• **Your task**
Do not carry the pictures over; copy every other part of the entries exactly.

• **Provided material**
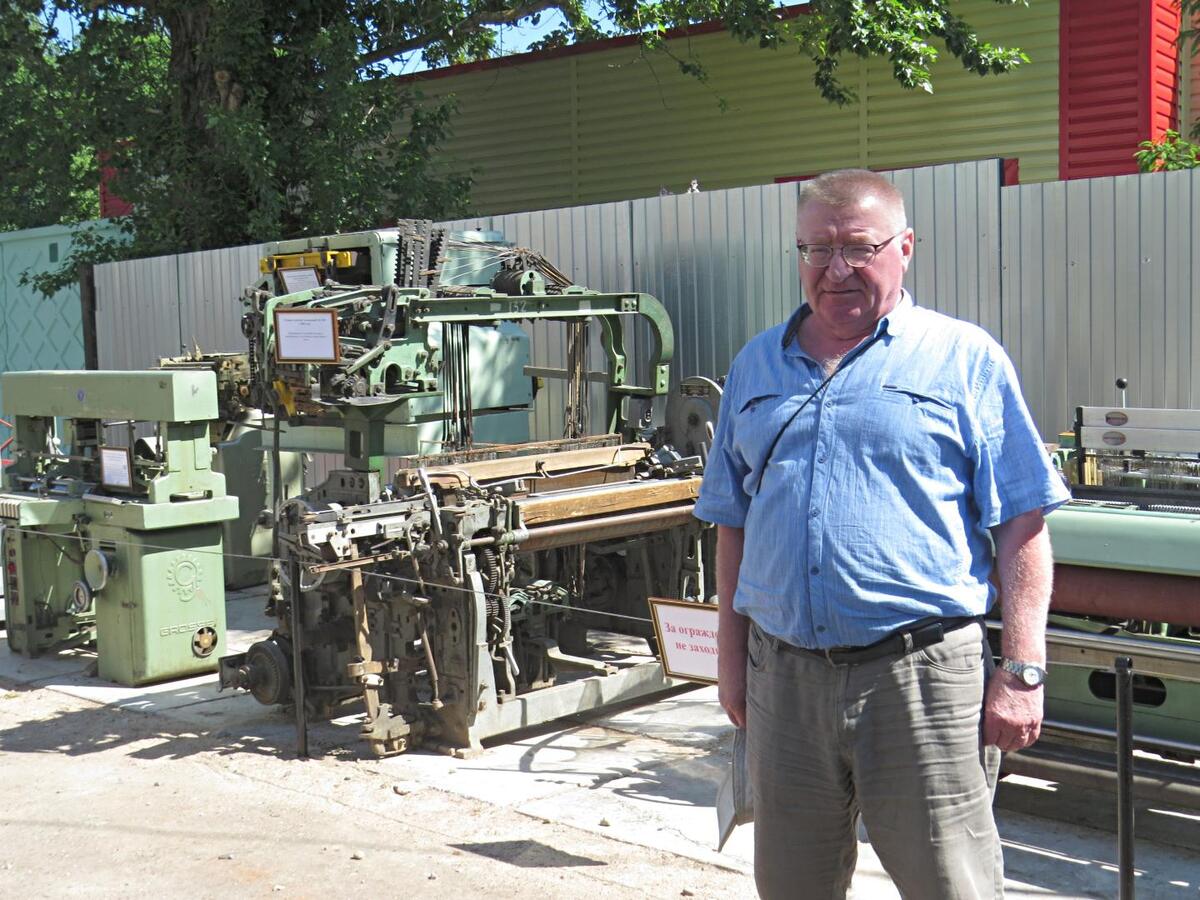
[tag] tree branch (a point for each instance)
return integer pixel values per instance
(472, 23)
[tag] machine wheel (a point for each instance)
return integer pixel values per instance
(269, 673)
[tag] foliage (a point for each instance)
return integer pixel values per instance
(1189, 40)
(49, 172)
(1170, 153)
(233, 121)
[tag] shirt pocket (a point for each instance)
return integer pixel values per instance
(911, 429)
(759, 420)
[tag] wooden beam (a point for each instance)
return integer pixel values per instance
(606, 501)
(529, 466)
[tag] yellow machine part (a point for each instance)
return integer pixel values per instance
(309, 259)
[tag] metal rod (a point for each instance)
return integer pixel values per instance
(593, 529)
(1123, 667)
(298, 693)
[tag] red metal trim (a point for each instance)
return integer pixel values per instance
(6, 443)
(1065, 16)
(1115, 88)
(1009, 171)
(577, 49)
(1145, 54)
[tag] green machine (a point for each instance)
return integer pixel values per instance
(1127, 576)
(241, 437)
(113, 520)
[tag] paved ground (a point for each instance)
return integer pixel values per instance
(149, 792)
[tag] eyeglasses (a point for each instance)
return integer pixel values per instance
(856, 256)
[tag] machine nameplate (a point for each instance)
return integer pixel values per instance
(187, 628)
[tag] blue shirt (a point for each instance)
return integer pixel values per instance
(874, 509)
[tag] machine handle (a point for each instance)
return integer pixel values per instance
(6, 443)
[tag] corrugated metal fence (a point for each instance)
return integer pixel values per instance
(1081, 281)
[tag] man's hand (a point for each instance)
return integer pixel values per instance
(731, 684)
(1012, 712)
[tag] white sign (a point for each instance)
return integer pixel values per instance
(115, 467)
(687, 634)
(299, 280)
(305, 335)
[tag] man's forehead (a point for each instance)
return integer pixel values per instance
(863, 214)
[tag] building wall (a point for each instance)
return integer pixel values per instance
(617, 123)
(1081, 281)
(37, 333)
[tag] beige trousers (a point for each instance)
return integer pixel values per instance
(895, 741)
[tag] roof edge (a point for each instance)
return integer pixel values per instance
(575, 49)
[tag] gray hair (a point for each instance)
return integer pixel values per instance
(850, 187)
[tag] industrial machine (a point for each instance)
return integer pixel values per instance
(241, 438)
(457, 582)
(112, 516)
(1127, 577)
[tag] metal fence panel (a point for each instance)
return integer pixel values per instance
(210, 286)
(1102, 281)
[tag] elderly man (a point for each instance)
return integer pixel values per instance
(873, 463)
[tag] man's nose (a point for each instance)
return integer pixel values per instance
(838, 270)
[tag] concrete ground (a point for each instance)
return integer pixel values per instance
(112, 791)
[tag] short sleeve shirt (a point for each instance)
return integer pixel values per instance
(875, 505)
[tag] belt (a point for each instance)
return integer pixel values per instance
(913, 637)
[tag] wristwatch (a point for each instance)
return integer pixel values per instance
(1030, 673)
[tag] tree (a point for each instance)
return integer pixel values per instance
(47, 168)
(233, 121)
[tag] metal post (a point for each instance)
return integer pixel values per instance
(297, 599)
(1123, 667)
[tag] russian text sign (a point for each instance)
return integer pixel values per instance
(687, 634)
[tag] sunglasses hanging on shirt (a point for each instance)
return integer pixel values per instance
(841, 366)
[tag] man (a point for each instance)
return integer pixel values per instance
(874, 461)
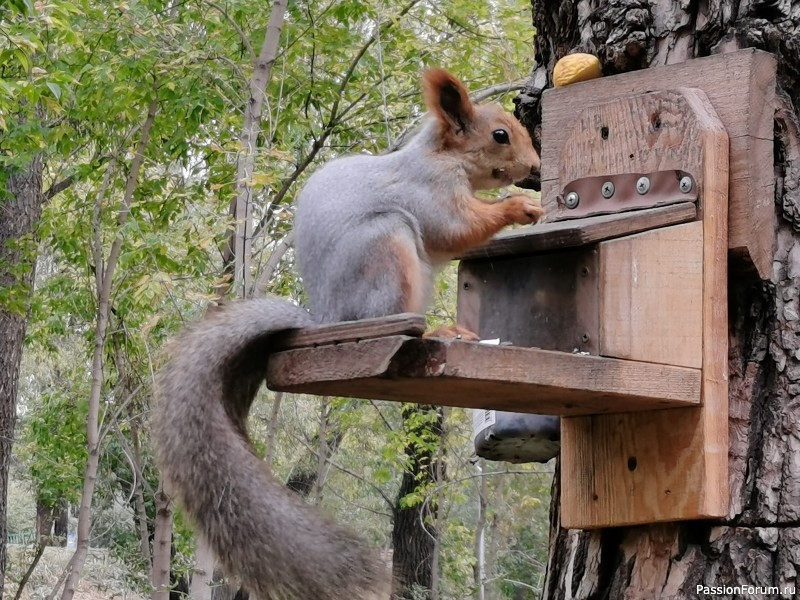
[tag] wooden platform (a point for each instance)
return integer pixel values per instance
(475, 375)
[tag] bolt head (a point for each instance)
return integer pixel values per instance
(572, 200)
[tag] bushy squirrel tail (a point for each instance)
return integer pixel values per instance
(260, 531)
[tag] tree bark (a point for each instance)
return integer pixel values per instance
(162, 545)
(20, 207)
(757, 544)
(413, 531)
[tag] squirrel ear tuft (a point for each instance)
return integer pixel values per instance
(447, 99)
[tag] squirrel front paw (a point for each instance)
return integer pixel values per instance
(523, 210)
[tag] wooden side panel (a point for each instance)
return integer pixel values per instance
(651, 296)
(668, 465)
(741, 88)
(472, 375)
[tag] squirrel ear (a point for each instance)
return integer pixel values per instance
(447, 99)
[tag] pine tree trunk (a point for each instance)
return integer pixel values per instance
(757, 544)
(20, 207)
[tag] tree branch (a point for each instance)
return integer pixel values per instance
(242, 36)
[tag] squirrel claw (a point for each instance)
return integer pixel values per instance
(453, 332)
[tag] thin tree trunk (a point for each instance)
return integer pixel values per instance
(162, 544)
(413, 530)
(238, 251)
(43, 543)
(104, 279)
(125, 383)
(19, 213)
(479, 568)
(757, 544)
(272, 429)
(138, 496)
(437, 518)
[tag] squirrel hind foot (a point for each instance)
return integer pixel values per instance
(453, 332)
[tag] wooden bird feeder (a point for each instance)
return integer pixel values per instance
(615, 308)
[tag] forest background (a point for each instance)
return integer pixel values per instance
(158, 148)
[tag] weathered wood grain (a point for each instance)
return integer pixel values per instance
(568, 234)
(349, 331)
(741, 88)
(473, 375)
(671, 465)
(651, 296)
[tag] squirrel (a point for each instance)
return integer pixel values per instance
(370, 233)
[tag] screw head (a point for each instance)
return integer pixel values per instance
(572, 200)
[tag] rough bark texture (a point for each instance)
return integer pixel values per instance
(20, 207)
(413, 529)
(757, 544)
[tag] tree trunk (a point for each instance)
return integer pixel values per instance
(413, 530)
(203, 572)
(757, 545)
(162, 545)
(20, 208)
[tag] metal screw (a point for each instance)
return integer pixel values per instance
(571, 200)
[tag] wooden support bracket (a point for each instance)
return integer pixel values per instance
(657, 296)
(618, 321)
(741, 88)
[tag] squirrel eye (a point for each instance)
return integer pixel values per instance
(501, 136)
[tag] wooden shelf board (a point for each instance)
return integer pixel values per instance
(411, 324)
(580, 232)
(472, 375)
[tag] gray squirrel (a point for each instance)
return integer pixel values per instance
(370, 234)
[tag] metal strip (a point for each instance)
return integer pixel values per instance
(608, 194)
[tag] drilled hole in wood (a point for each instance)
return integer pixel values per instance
(656, 121)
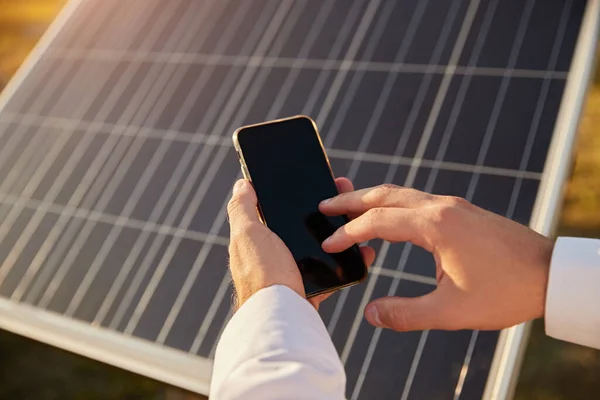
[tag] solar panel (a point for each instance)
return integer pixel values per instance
(116, 164)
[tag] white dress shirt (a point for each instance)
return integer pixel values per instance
(276, 345)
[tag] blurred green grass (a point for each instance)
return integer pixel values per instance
(555, 370)
(552, 370)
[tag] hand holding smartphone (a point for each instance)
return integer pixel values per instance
(288, 167)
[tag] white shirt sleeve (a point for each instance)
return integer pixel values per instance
(276, 347)
(573, 295)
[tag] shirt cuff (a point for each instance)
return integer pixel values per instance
(278, 337)
(573, 295)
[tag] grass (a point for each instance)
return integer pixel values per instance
(555, 370)
(552, 370)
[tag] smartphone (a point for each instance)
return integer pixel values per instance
(286, 162)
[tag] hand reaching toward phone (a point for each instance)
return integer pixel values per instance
(492, 273)
(257, 257)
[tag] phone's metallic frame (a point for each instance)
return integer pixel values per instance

• **Exercise response**
[tag] tree branch (a point for each instance)
return integer pixel values per instance
(472, 23)
[tag] machine wheel (a point for each instance)
return integer pixel values per instance
(269, 673)
[tag] foliage (a point for each instance)
return integer pixel values per instance
(1189, 40)
(49, 172)
(1170, 153)
(233, 121)
[tag] shirt pocket (a point for each instance)
return integer pixel values per instance
(911, 429)
(759, 420)
[tag] wooden beam (a point for each instance)
return integer pixel values per instance
(606, 501)
(529, 466)
[tag] yellow machine part (a point for each instance)
return integer pixel values per instance
(309, 259)
[tag] metal rod (a point for each instance)
return integer pixel values per instance
(593, 529)
(1123, 667)
(298, 693)
[tag] red metal trim (a point for each instance)
return integer pixel values per instance
(6, 443)
(1065, 16)
(1115, 88)
(1009, 171)
(577, 49)
(1145, 54)
[tag] green machine (a point for each instance)
return integer pixel values per instance
(1127, 576)
(241, 437)
(113, 520)
[tag] paved ground (a point for each instance)
return integer pixel values per instance
(149, 792)
[tag] eyeglasses (a point for each instance)
return integer pixel values per instance
(856, 256)
[tag] machine nameplate (a point for each instance)
return integer pixel values per instance
(187, 628)
[tag] blue shirt (a point for each instance)
return integer pixel values per instance
(874, 509)
[tag] machine handle (a point for each instance)
return integer pixel values per instance
(6, 443)
[tag] corrugated metal fence (a point for each instance)
return integer pixel values per instance
(1081, 281)
[tag] man's hand (a point for each instance)
return integer pixel values per instance
(731, 684)
(1012, 712)
[tag] white sign (a point for each instance)
return integer pixel values per instance
(115, 467)
(687, 634)
(299, 280)
(305, 335)
[tag] man's forehead (a point for each instance)
return integer pixel values per instance
(863, 214)
[tag] building wall (a point for each instance)
return integer pixel values per instance
(617, 123)
(1081, 281)
(37, 333)
[tag] beige trousers (a point for each instance)
return integer pixel values per instance
(895, 741)
[tag] roof edge (a point for each instance)
return integer pixel values per instance
(575, 49)
[tag] gray hair (a point for each instance)
return integer pixel values per instance
(850, 187)
[tag] industrial machine (a point for each instance)
return integer pixel values per instance
(241, 438)
(457, 582)
(112, 516)
(1127, 577)
[tag] metal fence panel (a point for each instance)
return integer pixel values per instance
(210, 286)
(1102, 281)
[tag] elderly man (a point for each instance)
return integer pixel values per instance
(873, 463)
[tag] man's nose (a point for each instance)
return integer pixel values per instance
(838, 270)
[tag] concrete ground (a point for each instance)
return integer pixel values per instance
(112, 791)
[tag] short sleeve shirt (a point for each instance)
return integer pixel values per instance
(875, 505)
[tag] belt (a point for each instance)
return integer pixel values per instance
(913, 637)
[tag] wristwatch (a point for each instance)
return integer pixel values per instance
(1030, 673)
[tag] tree (a point for each instance)
return integer pixel values per instance
(47, 168)
(233, 121)
[tag] metal post (a point for each instance)
return integer pixel values per instance
(297, 599)
(1123, 667)
[tag] russian text sign (a point for each instance)
return integer pixel values per instance
(687, 634)
[tag] sunglasses hanging on shirt (a point for each instance)
return integer pixel values per instance
(841, 366)
[tag] man (a point for each instance)
return integer pixel values per instance
(874, 461)
[tag] wooden platform (a point for each instance)
return integer pixel values per instance
(475, 375)
[tag] bolt head (a point for each instance)
return integer pixel values per instance
(572, 200)
[tag] bushy squirrel tail (a point for each instance)
return integer pixel values per instance
(260, 531)
[tag] tree bark (a point for each instance)
return integer pixel values per instance
(162, 545)
(20, 207)
(757, 544)
(413, 531)
[tag] squirrel ear tuft (a point for each instance)
return integer pixel values per instance
(447, 99)
[tag] squirrel front paw (a point for each instance)
return integer pixel values per instance
(523, 210)
[tag] wooden side panel (a point for each instance)
return integer pixel values per instance
(651, 296)
(668, 465)
(741, 88)
(472, 375)
[tag] squirrel ear (a point for each instance)
return integer pixel values per instance
(447, 99)
[tag] pine tree trunk (a point for each instance)
return integer pixel values per instance
(757, 544)
(20, 207)
[tag] tree branch (a point for each instance)
return integer pixel values per instance
(242, 36)
[tag] squirrel claw (a point for each instance)
return integer pixel values per instance
(453, 332)
[tag] thin tree trunk (a point for each instance)
return integer pixel values per instance
(162, 544)
(413, 530)
(238, 251)
(43, 543)
(104, 279)
(125, 383)
(19, 213)
(479, 568)
(757, 544)
(272, 429)
(138, 496)
(437, 518)
[tag] squirrel hind foot (a point for each instance)
return integer pixel values per instance
(453, 332)
[tag] wooden bird feeder (a point for each instance)
return integer pixel values per instance
(615, 308)
[tag] forest background (a point for each instance)
return integer pixel values per instance
(158, 148)
[tag] weathered wood grain (a point for each instance)
return integer pixel values per instance
(568, 234)
(349, 331)
(741, 88)
(473, 375)
(671, 465)
(651, 296)
[tag] squirrel (a point for each instance)
return integer pixel values per instance
(370, 233)
[tag] screw head (a point for each instance)
return integer pixel values per instance
(572, 200)
[tag] rough bark texture (a point for each instance)
return integer pixel values per instance
(20, 207)
(413, 529)
(757, 544)
[tag] tree trunk (a point for each instance)
return integer pixel values per instance
(413, 530)
(203, 572)
(757, 545)
(162, 545)
(20, 208)
[tag] metal screw (a point for each instance)
return integer pixel values per instance
(571, 200)
[tag] wooden support bracket (a point for each instance)
return integer pixel values per instance
(657, 296)
(618, 321)
(741, 88)
[tag] squirrel eye (a point for each instance)
return integer pixel values per instance
(501, 136)
[tag] wooden shelf board (a point for each instance)
return integer pixel values per instance
(411, 324)
(580, 232)
(472, 375)
[tag] gray squirrel (a point for each instance)
return integer pixel values per instance
(370, 234)
[tag] metal strip (a point for each instance)
return integer pixel values per instance
(608, 194)
[tag] drilled hole in wood (a point for each instance)
return integer pixel values per instance
(656, 121)
[tag] solar panel (a point for each instance)
return integer pixel values per instance
(116, 164)
[tag] white dress shirt (a point for each instance)
return integer pixel values per instance
(276, 345)
[tag] blurred green grass (a point for each instance)
return integer pixel values per instance
(555, 370)
(552, 370)
[tag] hand holding smartphone (a point for each instance)
return integer pixel values per instance
(288, 167)
[tag] white shirt sleeve (a point for each instance)
return integer pixel values per instance
(276, 347)
(573, 295)
[tag] shirt cuff (a point for each instance)
return integer pixel values per instance
(278, 337)
(573, 295)
[tag] grass (a point for each instance)
return integer pixel values per instance
(555, 370)
(552, 370)
[tag] smartphone (a point for each instance)
return integer pixel values per instance
(286, 162)
[tag] hand reaching toward phone (a point for each instance)
return integer pixel values per instance
(492, 273)
(257, 257)
[tag] phone's metallic frame (a point for each instance)
return integer pixel values per instance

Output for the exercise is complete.